►
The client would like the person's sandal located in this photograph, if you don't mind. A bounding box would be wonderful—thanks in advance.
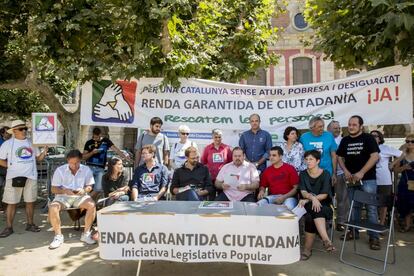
[0,227,14,238]
[323,240,336,252]
[300,251,312,261]
[26,224,40,232]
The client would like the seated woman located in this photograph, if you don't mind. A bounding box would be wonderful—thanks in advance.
[102,157,129,206]
[299,150,335,260]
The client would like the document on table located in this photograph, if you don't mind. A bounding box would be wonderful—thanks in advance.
[292,205,306,219]
[224,173,240,188]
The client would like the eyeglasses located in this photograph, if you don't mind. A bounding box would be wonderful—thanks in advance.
[16,127,27,131]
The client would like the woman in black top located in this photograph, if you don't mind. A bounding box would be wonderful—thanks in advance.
[299,150,335,260]
[102,157,129,206]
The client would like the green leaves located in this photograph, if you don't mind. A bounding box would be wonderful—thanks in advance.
[305,0,414,68]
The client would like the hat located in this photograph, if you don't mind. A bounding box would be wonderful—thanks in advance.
[7,120,26,134]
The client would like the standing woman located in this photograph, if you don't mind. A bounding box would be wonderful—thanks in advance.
[102,157,129,206]
[394,134,414,232]
[370,130,402,225]
[299,150,335,261]
[281,126,306,173]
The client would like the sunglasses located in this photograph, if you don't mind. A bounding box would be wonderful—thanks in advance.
[16,127,27,131]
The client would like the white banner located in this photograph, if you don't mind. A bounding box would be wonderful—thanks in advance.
[32,113,58,145]
[81,66,413,133]
[98,210,300,265]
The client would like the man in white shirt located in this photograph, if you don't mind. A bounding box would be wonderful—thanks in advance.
[170,125,198,169]
[215,147,260,202]
[49,150,96,249]
[327,120,350,231]
[0,120,48,238]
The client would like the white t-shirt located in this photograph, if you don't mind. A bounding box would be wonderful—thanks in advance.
[0,138,40,180]
[376,144,402,185]
[170,140,198,168]
[335,135,344,175]
[52,164,95,191]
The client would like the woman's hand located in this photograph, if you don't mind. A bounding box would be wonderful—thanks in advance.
[312,196,322,212]
[298,199,309,207]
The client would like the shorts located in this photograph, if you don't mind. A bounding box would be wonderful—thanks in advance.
[377,185,392,195]
[3,178,37,204]
[53,195,91,210]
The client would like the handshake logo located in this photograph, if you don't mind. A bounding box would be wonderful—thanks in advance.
[92,81,137,123]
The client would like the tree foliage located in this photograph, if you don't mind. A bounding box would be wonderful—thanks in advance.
[0,0,280,148]
[305,0,414,68]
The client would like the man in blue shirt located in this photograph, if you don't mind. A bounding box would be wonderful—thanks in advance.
[239,114,272,172]
[300,117,338,181]
[131,144,168,201]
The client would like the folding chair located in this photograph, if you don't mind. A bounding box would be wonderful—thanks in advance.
[340,190,395,275]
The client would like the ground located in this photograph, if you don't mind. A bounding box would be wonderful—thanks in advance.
[0,204,414,276]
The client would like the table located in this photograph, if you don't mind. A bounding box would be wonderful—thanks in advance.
[98,201,300,275]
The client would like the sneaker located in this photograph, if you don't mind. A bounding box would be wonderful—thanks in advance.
[0,227,14,238]
[81,231,96,244]
[49,235,65,249]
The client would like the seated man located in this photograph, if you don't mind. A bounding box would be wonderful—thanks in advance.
[170,147,213,201]
[131,144,168,201]
[49,150,96,249]
[216,147,260,202]
[257,146,299,210]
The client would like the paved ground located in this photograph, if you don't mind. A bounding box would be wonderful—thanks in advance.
[0,202,414,276]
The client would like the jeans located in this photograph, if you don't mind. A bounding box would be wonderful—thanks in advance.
[335,174,349,224]
[257,195,298,210]
[175,189,203,201]
[89,166,105,192]
[348,179,379,239]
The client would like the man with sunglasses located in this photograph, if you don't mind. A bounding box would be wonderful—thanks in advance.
[336,115,381,250]
[0,120,48,238]
[135,117,170,167]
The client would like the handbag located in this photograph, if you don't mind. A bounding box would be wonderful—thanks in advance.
[405,172,414,192]
[12,176,27,188]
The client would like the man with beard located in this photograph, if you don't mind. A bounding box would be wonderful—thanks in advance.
[170,147,213,201]
[239,114,272,172]
[336,115,381,250]
[135,117,170,167]
[216,147,260,202]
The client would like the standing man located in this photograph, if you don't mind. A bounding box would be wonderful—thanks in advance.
[0,120,48,238]
[215,147,260,202]
[83,127,129,198]
[257,146,299,210]
[300,117,338,179]
[131,145,168,201]
[170,125,197,169]
[0,126,11,212]
[337,115,381,250]
[49,150,96,249]
[327,120,349,231]
[239,114,272,172]
[170,147,213,201]
[135,117,170,167]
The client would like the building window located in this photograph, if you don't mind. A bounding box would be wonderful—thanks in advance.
[293,12,309,31]
[293,57,313,85]
[346,70,359,77]
[247,68,266,86]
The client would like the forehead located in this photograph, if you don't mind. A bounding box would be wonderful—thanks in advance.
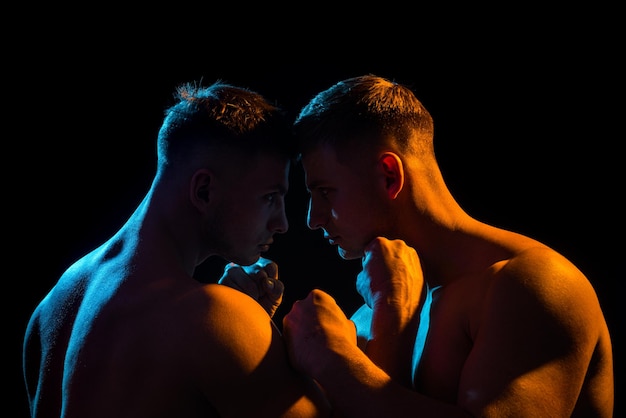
[228,154,290,184]
[302,144,355,187]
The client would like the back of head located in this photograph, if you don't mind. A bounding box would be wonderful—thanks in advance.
[157,81,295,170]
[294,75,434,159]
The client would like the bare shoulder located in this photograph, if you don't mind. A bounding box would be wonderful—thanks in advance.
[181,284,329,417]
[493,246,600,319]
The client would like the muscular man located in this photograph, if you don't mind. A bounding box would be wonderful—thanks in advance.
[23,82,330,418]
[283,76,614,418]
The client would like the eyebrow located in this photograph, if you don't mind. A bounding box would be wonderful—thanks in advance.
[306,180,325,191]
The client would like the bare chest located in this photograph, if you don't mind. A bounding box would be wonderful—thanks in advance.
[414,286,482,402]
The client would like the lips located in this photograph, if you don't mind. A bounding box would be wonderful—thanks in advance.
[324,234,339,245]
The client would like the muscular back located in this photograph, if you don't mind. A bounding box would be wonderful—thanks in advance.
[24,240,325,417]
[416,247,613,417]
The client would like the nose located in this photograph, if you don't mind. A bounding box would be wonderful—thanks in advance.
[306,198,325,230]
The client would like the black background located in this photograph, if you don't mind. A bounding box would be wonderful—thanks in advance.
[9,5,625,416]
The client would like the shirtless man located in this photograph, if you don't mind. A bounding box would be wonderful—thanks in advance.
[283,76,614,418]
[23,82,330,418]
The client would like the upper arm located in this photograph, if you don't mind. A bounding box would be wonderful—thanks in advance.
[458,249,599,416]
[350,304,373,351]
[190,286,330,417]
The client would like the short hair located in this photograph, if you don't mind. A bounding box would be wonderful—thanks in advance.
[294,74,434,158]
[157,80,295,167]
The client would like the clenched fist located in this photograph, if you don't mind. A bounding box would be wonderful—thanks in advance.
[218,257,285,317]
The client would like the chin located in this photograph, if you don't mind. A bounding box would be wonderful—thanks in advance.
[230,254,261,266]
[337,247,363,260]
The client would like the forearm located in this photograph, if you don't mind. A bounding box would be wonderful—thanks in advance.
[318,351,469,418]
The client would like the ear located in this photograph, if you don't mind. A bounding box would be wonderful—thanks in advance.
[189,169,212,212]
[378,152,404,199]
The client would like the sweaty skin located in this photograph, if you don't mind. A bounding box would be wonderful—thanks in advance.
[24,149,330,418]
[283,135,614,418]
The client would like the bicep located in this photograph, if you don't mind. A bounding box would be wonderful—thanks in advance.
[350,304,373,351]
[195,291,329,417]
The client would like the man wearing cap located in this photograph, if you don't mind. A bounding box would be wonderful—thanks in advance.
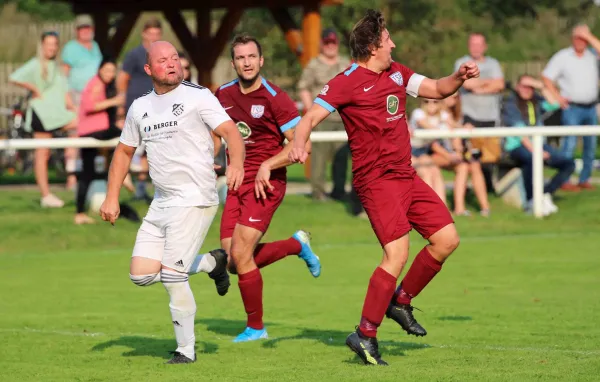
[61,15,102,188]
[297,28,350,201]
[117,18,162,203]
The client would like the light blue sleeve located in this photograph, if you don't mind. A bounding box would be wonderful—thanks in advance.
[60,41,75,67]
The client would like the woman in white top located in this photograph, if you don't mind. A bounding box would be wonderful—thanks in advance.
[413,100,490,216]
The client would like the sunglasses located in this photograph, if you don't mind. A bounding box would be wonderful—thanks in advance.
[42,31,58,40]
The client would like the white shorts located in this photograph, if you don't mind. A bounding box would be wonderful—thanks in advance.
[132,205,219,273]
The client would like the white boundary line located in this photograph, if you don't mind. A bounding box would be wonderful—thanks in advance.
[0,327,600,356]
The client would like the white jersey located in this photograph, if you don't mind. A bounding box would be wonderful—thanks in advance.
[120,81,230,207]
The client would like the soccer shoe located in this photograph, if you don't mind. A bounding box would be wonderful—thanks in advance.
[385,302,427,337]
[292,230,321,277]
[346,328,387,366]
[208,249,231,296]
[165,351,196,365]
[233,326,269,342]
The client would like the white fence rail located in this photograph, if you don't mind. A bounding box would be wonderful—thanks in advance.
[0,126,600,217]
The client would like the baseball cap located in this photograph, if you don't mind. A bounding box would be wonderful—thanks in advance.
[75,15,94,28]
[321,28,338,44]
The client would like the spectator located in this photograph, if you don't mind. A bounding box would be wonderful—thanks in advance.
[117,19,162,202]
[61,15,102,188]
[10,31,77,208]
[502,75,575,215]
[415,100,490,217]
[542,25,600,191]
[75,58,136,224]
[298,29,350,201]
[409,99,451,204]
[179,52,192,82]
[454,33,504,192]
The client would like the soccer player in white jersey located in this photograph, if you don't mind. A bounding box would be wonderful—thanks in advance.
[100,41,245,363]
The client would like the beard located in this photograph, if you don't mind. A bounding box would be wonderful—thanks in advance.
[152,73,183,86]
[238,71,260,88]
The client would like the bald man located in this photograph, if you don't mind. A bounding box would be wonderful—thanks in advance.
[100,41,245,364]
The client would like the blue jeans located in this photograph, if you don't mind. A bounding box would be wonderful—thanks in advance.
[560,105,598,183]
[509,145,575,200]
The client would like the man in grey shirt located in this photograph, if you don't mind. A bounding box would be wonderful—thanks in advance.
[454,33,504,191]
[117,19,162,203]
[542,25,600,190]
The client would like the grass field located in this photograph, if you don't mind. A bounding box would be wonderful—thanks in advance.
[0,185,600,381]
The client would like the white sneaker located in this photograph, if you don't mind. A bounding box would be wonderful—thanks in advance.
[525,199,553,217]
[542,193,558,214]
[40,194,65,208]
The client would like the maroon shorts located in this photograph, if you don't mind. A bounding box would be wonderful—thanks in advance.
[357,175,454,247]
[221,179,286,240]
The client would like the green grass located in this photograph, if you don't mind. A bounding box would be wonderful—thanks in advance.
[0,187,600,382]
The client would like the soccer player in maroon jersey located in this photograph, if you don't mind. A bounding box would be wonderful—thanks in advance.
[290,10,479,365]
[215,35,321,342]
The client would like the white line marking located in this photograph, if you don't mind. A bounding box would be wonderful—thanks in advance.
[0,328,600,356]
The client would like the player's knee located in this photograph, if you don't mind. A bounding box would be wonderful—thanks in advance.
[160,269,196,317]
[227,259,237,275]
[129,273,160,286]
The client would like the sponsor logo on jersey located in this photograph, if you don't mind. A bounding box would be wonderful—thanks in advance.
[390,72,404,86]
[173,103,183,117]
[250,105,265,118]
[386,94,400,115]
[144,121,177,133]
[236,121,252,140]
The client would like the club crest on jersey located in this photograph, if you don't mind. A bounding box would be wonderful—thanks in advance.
[236,121,252,140]
[386,94,400,115]
[173,103,183,117]
[390,72,404,86]
[250,105,265,118]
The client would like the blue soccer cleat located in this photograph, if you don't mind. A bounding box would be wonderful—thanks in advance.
[233,326,269,342]
[292,230,321,277]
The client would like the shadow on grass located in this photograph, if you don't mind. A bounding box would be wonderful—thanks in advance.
[438,316,473,321]
[92,336,219,359]
[196,318,430,363]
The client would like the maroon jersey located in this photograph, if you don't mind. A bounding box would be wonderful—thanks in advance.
[315,62,424,188]
[215,78,300,183]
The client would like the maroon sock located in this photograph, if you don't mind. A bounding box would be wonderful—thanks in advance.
[359,267,396,337]
[238,268,264,329]
[254,237,302,268]
[396,247,442,304]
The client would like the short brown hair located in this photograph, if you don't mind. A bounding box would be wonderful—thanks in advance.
[144,19,162,30]
[350,9,385,62]
[230,33,262,60]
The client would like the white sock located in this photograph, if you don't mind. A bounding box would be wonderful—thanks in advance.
[161,269,196,359]
[188,253,217,275]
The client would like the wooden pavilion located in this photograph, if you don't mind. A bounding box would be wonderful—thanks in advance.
[45,0,343,87]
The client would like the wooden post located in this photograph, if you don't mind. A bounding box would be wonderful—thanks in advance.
[110,11,140,57]
[300,3,321,67]
[270,8,302,57]
[300,3,321,179]
[92,10,110,52]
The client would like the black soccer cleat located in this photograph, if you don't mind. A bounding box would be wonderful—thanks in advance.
[346,328,387,366]
[208,249,231,296]
[165,351,196,365]
[385,302,427,337]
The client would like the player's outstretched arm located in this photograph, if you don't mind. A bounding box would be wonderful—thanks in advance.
[100,142,135,225]
[215,120,246,191]
[288,103,330,163]
[254,129,312,199]
[418,61,479,99]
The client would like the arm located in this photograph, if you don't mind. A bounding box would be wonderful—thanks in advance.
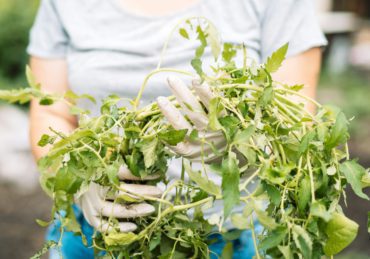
[273,48,321,113]
[30,57,77,160]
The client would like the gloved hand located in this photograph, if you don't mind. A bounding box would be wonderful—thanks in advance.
[157,77,226,162]
[76,166,162,232]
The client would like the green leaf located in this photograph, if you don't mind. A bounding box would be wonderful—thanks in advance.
[297,175,311,213]
[158,129,188,146]
[255,207,278,230]
[262,164,295,184]
[278,246,294,259]
[219,116,240,142]
[310,201,331,222]
[179,28,189,40]
[259,227,287,250]
[222,152,240,218]
[104,232,138,246]
[265,43,289,73]
[140,138,158,168]
[293,225,312,258]
[263,182,281,206]
[208,97,224,130]
[324,213,358,256]
[231,213,250,229]
[222,43,237,63]
[149,232,161,251]
[325,112,348,149]
[105,163,120,185]
[30,240,58,259]
[258,86,274,107]
[184,161,221,196]
[54,167,82,194]
[339,160,369,200]
[37,134,56,147]
[233,125,255,145]
[236,145,257,165]
[298,131,316,155]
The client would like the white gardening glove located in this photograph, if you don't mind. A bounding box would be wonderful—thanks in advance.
[157,77,226,162]
[76,166,162,235]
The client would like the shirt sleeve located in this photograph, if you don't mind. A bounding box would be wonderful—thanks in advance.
[261,0,327,61]
[27,0,68,58]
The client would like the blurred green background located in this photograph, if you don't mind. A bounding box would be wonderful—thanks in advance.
[0,0,370,259]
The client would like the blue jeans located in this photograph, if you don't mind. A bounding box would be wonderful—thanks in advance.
[46,206,262,259]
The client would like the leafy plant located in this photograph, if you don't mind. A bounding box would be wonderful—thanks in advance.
[0,18,369,258]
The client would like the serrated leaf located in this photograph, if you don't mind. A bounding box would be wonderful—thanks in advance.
[265,43,289,73]
[258,86,274,107]
[208,97,223,130]
[231,213,250,229]
[297,176,311,213]
[263,183,281,206]
[103,232,138,246]
[255,207,278,230]
[222,43,237,63]
[140,138,158,168]
[233,125,255,145]
[37,134,56,147]
[158,129,188,146]
[310,201,331,222]
[325,112,348,149]
[339,160,369,200]
[184,161,221,196]
[298,131,316,155]
[258,227,287,250]
[324,213,358,256]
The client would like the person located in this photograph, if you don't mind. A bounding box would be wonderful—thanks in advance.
[28,0,326,259]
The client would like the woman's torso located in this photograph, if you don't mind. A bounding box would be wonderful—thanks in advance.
[57,0,260,114]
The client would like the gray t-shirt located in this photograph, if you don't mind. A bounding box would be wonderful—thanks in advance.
[28,0,326,222]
◄
▶ [Short task] Convert the entries starting at the line containing "The client would like the green grass" and ending at the line containing "[0,328,600,356]" into a two-column CSV with the header entry_text,answer, one row per entry. Give each entry's text and its answer one quoted field apiece, replacing any line breaks with spaces.

▶ [Exercise response]
entry_text,answer
"The client would like the green grass located in this photograph, if you don't mind. A bounding box would be wonderful—thanks in advance.","[0,187,600,382]"
"The client would like the soccer player in maroon jersey located in this photograph, if you don't mind. A bounding box would be wonderful—thanks in advance.","[290,10,479,365] [215,35,321,342]"
"The client would like the white line marking located in this photograph, if you don't mind. A bounding box would be wonderful—thanks in advance.","[0,328,600,356]"